TASK REQUIREMENTS
Resume the Suspiria (2018) film review, picking up right after its final sentence.

VOD film review: Suspiria (2018)
Review Overview
Cast
8Script
5Direction
8David Farnor | On 16, Nov 2018
Director: Luca Guadagnino
Cast: Dakota Johnson, Tilda Swinton, Mia Goth, Lutz Ebersdorf
Certificate: 18
“I want to start work on a new piece. A piece about rebirths.” That’s Madame Blanc (Tilda Swinton), the eerily composed matriarch of a West Berlin dance academy. She’s speaking with soft authority to a group of young women, carefully auditioned and chosen for their technical prowess, physical agility and, we begin to guess, something else entirely, as we witness the room in action – a primal smorgasbord of pointed choreography and impassioned improvisation. It’s at once dazzling and disturbing to behold. Dance is about space, Blanc muses while chain-smoking imperiously, about synchronised bodies that conjure up coordinates, combinations and a spiritual quintessence; a spell that weaves magic through movement.
That’s the subtle distinction between Dario Argento’s seminal horror and Luca Guadagnino’s remake: where Argento’s original was about conjuring an atmosphere of dreamy dread through vivid colours and expressionist sets, Guadagnino’s incarnation is, to some degree, actually about dance. But that slight difference prises the pair dramatically apart, and the A Bigger Splash director steers us into territory that’s lovingly reverential towards its source material, but remains entirely its own.

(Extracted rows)

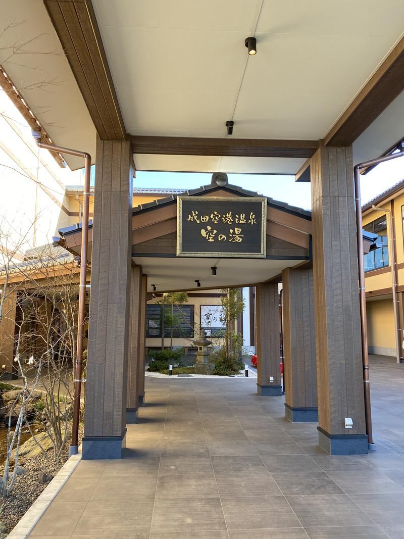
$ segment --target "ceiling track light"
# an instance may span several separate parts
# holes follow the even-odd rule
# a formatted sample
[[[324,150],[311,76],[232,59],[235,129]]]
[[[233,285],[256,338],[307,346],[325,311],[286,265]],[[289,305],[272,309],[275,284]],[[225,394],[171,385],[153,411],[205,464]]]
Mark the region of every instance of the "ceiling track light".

ANSWER TO THIS TASK
Into this divinely creepy crucible steps Susie (Dakota Johnson), a Mennonite daughter from an Ohio farm who dreams of dancing with the exclusive troupe. Impressing in her trial, she winds up with the lead role in their signature piece, Volk. As she attempts the routine proper for the first time, Guadagnino cuts her thrusting, writhing determination with the dismantling of the dancer she’s replaced – a scene of ugly contortions and uncontrollable bodily fluids that takes place in a hidden hall of shattered mirrors. It’s a deeply unsettling, gut-squirmingly graphic spectacle, a set piece that weaponises dance directly, turning expression, an act of creation, into a simultaneous hex of destruction.
Behind that power, though, lies another: witchcraft. Over Suspiria’s 152 minutes, we gradually peel back the layers that conceal this long-running witch’s coven, a deep-seated chamber of shadows and secrets that’s apparently biding its time until the coming of a hallowed mother figure. The problem is that Guadagnino is so busy diving into this spooky world that he gets a little too lost in its mythological labyrinth. In place of Argento’s 90-minute fright fest is a story that spans “six acts and an epilogue”, and not all of those acts earn their place.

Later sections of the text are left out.